◆ **Work request**: When a record contains an image, skip the image and retype the rest of that record exactly.

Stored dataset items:

· · · · ·

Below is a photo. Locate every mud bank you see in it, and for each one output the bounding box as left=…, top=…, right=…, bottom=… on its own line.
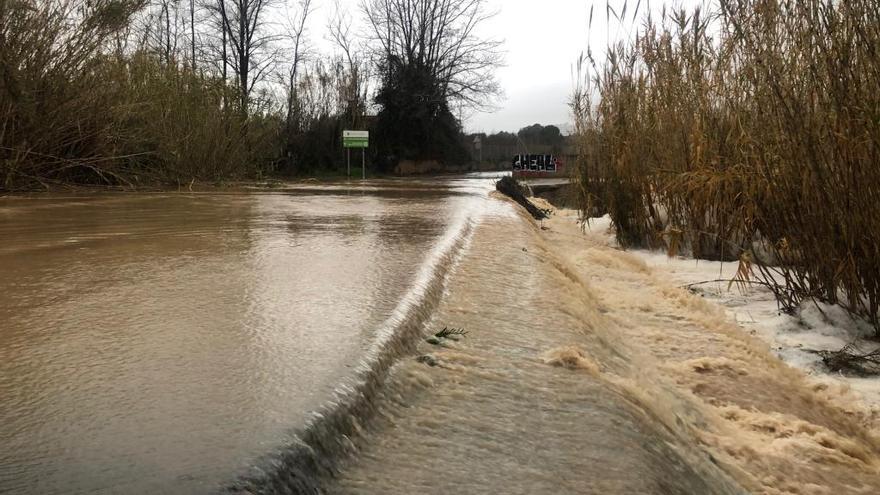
left=589, top=213, right=880, bottom=409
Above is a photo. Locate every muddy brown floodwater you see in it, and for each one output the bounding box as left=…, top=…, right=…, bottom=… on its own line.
left=0, top=177, right=497, bottom=493
left=5, top=174, right=865, bottom=495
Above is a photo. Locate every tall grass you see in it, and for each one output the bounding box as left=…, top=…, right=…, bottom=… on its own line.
left=0, top=0, right=278, bottom=190
left=573, top=0, right=880, bottom=334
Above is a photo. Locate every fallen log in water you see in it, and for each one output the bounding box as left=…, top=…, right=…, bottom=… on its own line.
left=495, top=176, right=549, bottom=220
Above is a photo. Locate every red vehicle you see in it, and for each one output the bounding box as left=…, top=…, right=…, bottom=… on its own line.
left=511, top=154, right=564, bottom=178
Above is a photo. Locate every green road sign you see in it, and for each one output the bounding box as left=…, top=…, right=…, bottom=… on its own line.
left=343, top=130, right=369, bottom=148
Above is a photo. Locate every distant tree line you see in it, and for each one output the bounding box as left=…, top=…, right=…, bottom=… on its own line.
left=466, top=124, right=570, bottom=165
left=0, top=0, right=501, bottom=190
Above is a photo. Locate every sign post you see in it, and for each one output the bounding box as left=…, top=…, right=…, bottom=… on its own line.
left=343, top=130, right=369, bottom=179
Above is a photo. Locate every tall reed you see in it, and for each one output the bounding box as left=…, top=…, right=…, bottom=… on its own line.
left=0, top=0, right=278, bottom=190
left=573, top=0, right=880, bottom=334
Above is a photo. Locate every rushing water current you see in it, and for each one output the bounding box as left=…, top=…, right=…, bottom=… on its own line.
left=0, top=174, right=739, bottom=494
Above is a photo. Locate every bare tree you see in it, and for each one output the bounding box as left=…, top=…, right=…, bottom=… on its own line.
left=327, top=0, right=369, bottom=128
left=361, top=0, right=502, bottom=109
left=220, top=0, right=227, bottom=80
left=198, top=0, right=230, bottom=82
left=284, top=0, right=313, bottom=135
left=215, top=0, right=280, bottom=114
left=139, top=0, right=185, bottom=65
left=190, top=0, right=196, bottom=67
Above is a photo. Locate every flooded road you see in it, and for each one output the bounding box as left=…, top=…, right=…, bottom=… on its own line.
left=321, top=212, right=742, bottom=495
left=2, top=174, right=814, bottom=494
left=0, top=177, right=501, bottom=493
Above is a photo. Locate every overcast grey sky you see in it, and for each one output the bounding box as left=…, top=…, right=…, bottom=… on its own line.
left=466, top=0, right=591, bottom=134
left=307, top=0, right=707, bottom=135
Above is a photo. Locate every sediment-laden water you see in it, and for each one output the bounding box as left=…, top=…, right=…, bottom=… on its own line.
left=318, top=210, right=743, bottom=495
left=0, top=176, right=499, bottom=493
left=1, top=175, right=748, bottom=494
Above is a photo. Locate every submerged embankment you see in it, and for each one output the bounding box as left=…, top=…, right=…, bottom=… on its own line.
left=282, top=193, right=880, bottom=494
left=318, top=200, right=743, bottom=495
left=535, top=203, right=880, bottom=494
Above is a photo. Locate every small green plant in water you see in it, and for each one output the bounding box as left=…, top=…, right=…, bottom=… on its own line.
left=426, top=327, right=468, bottom=345
left=435, top=327, right=467, bottom=339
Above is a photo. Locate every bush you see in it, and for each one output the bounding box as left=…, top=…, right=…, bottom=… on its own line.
left=573, top=0, right=880, bottom=333
left=0, top=0, right=280, bottom=190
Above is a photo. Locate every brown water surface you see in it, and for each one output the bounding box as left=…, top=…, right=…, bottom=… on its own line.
left=1, top=175, right=767, bottom=495
left=0, top=176, right=500, bottom=494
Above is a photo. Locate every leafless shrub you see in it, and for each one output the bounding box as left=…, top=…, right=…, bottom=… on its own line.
left=496, top=176, right=549, bottom=220
left=573, top=0, right=880, bottom=335
left=435, top=327, right=467, bottom=339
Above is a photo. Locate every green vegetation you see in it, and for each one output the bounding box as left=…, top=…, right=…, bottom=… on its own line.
left=572, top=0, right=880, bottom=333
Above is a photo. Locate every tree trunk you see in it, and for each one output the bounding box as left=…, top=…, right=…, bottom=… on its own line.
left=238, top=4, right=248, bottom=116
left=190, top=0, right=196, bottom=69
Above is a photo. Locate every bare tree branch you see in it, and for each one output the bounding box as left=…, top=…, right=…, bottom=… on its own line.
left=360, top=0, right=503, bottom=111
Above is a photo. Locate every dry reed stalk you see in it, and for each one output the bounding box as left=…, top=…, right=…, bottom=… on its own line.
left=573, top=0, right=880, bottom=334
left=0, top=0, right=277, bottom=190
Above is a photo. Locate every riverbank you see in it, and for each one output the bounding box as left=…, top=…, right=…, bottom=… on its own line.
left=527, top=199, right=880, bottom=406
left=571, top=213, right=880, bottom=409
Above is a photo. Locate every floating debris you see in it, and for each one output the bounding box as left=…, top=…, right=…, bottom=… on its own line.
left=817, top=344, right=880, bottom=376
left=435, top=327, right=467, bottom=339
left=495, top=176, right=550, bottom=220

· · · · ·

◆ **Exercise answer**:
Below is a photo. Locate every mud bank you see in it, and for each one output the bounding box as left=…, top=…, right=…, bottom=… on its own line.
left=589, top=213, right=880, bottom=409
Above is a photo. Locate every muddy brown floodwater you see in it, and for each one output the bounding box as left=…, top=…, right=…, bottom=… on its own line.
left=0, top=177, right=497, bottom=493
left=5, top=174, right=865, bottom=495
Above is a photo. Locate every tall grass you see in it, and for each one output the bounding box as left=…, top=…, right=…, bottom=… on its own line.
left=0, top=0, right=278, bottom=190
left=573, top=0, right=880, bottom=334
Above is a photo. Locate every fallen log in water you see in it, and for each one output the bounding box as left=…, top=…, right=…, bottom=… on its own line.
left=495, top=176, right=549, bottom=220
Above is a photo. Locate every red vehicle you see in it, and for each one output the bounding box as left=…, top=…, right=…, bottom=… on its own line.
left=511, top=154, right=564, bottom=178
Above is a photo. Locate every green road sign you see in it, and for each one output the bounding box as left=…, top=…, right=…, bottom=… on its own line.
left=343, top=130, right=369, bottom=148
Above is a photo. Locate every distant tree line you see in it, and for each one output the bounding box as left=…, top=…, right=…, bottom=… on its own line.
left=466, top=124, right=570, bottom=165
left=0, top=0, right=501, bottom=190
Above is a photo. Locate every sign post you see in it, and for each one output the bounding box as left=…, top=…, right=…, bottom=… on its own line.
left=343, top=130, right=369, bottom=179
Above is a photo. Locate every tall reed you see in it, and for each one output the bounding box as left=…, top=…, right=…, bottom=… on its own line.
left=0, top=0, right=278, bottom=190
left=573, top=0, right=880, bottom=334
Above is a photo. Locate every rushing water current you see in it, and for each one output the bounding box as left=…, top=…, right=…, bottom=… on its own line.
left=0, top=174, right=739, bottom=494
Above is a photo. Locate every bare tree you see in it, and for each one output the bounding box as left=…, top=…, right=…, bottom=… on its own line.
left=327, top=0, right=369, bottom=128
left=361, top=0, right=502, bottom=109
left=220, top=0, right=227, bottom=80
left=198, top=0, right=230, bottom=82
left=284, top=0, right=313, bottom=135
left=215, top=0, right=280, bottom=114
left=139, top=0, right=185, bottom=65
left=190, top=0, right=196, bottom=67
Above is a photo. Locate every flooded road you see in it, and for each one output the bounding box as left=…, top=…, right=…, bottom=… on its own line.
left=321, top=212, right=742, bottom=495
left=2, top=174, right=814, bottom=494
left=0, top=177, right=501, bottom=493
Above is a photo. Locate every overcast grey sky you see in it, and for each one output the bounding box as left=…, top=…, right=…, bottom=… on its own line.
left=466, top=0, right=591, bottom=134
left=307, top=0, right=707, bottom=135
Above is a photo. Locate every sediment-laden water you see in it, and for each one output the bounding box as left=…, top=…, right=…, bottom=… on its own line.
left=318, top=210, right=743, bottom=495
left=0, top=176, right=499, bottom=493
left=1, top=175, right=748, bottom=494
Above is a photo. Locate every submerged embankment you see in it, and for each one output the bounding box as left=…, top=…, right=…, bottom=… on its own line.
left=282, top=193, right=880, bottom=494
left=318, top=200, right=743, bottom=495
left=535, top=203, right=880, bottom=494
Above is a photo. Locate every small green plant in water you see in it, and for each one output the bounding box as left=…, top=…, right=…, bottom=… on its own line.
left=426, top=327, right=468, bottom=345
left=435, top=327, right=467, bottom=339
Above is a photo. Locate every bush you see in it, and for each one output the bounding box as left=…, top=…, right=…, bottom=… on its own line.
left=573, top=0, right=880, bottom=333
left=0, top=0, right=280, bottom=190
Above is a photo. Locate every brown water surface you see in it, and for each one output the bounding box as left=…, top=…, right=…, bottom=… on its own line.
left=1, top=175, right=767, bottom=495
left=0, top=176, right=500, bottom=494
Above is a photo. Locate every leafless shrub you see in it, and for each one output the bounding box as left=…, top=…, right=…, bottom=… on its own line.
left=496, top=176, right=549, bottom=220
left=573, top=0, right=880, bottom=335
left=435, top=327, right=467, bottom=339
Above is a photo. Locate every green vegetation you see in it, and for each one output the bounding box as left=…, top=…, right=…, bottom=… on its own line.
left=572, top=0, right=880, bottom=333
Above is a photo. Locate every tree trunk you see in it, and for each one output the bounding box as left=…, top=…, right=…, bottom=… on its own line.
left=238, top=4, right=248, bottom=116
left=190, top=0, right=196, bottom=69
Above is a photo. Locate every bare tree branch you see in it, and for each one output the bounding box as left=…, top=…, right=…, bottom=… on its own line.
left=360, top=0, right=503, bottom=111
Above is a photo. Locate every dry reed stalk you see in it, and for each one output the bounding box as left=…, top=…, right=…, bottom=… on its own line.
left=573, top=0, right=880, bottom=334
left=0, top=0, right=277, bottom=190
Above is a photo. Locate every riverbank you see in it, and for each one output the bounding box as left=…, top=…, right=…, bottom=… on its own line.
left=527, top=199, right=880, bottom=406
left=571, top=213, right=880, bottom=409
Above is a photo. Locate every floating debris you see in it, and for each one output the bounding box as left=…, top=…, right=…, bottom=… on its own line.
left=817, top=344, right=880, bottom=376
left=435, top=327, right=467, bottom=339
left=495, top=176, right=550, bottom=220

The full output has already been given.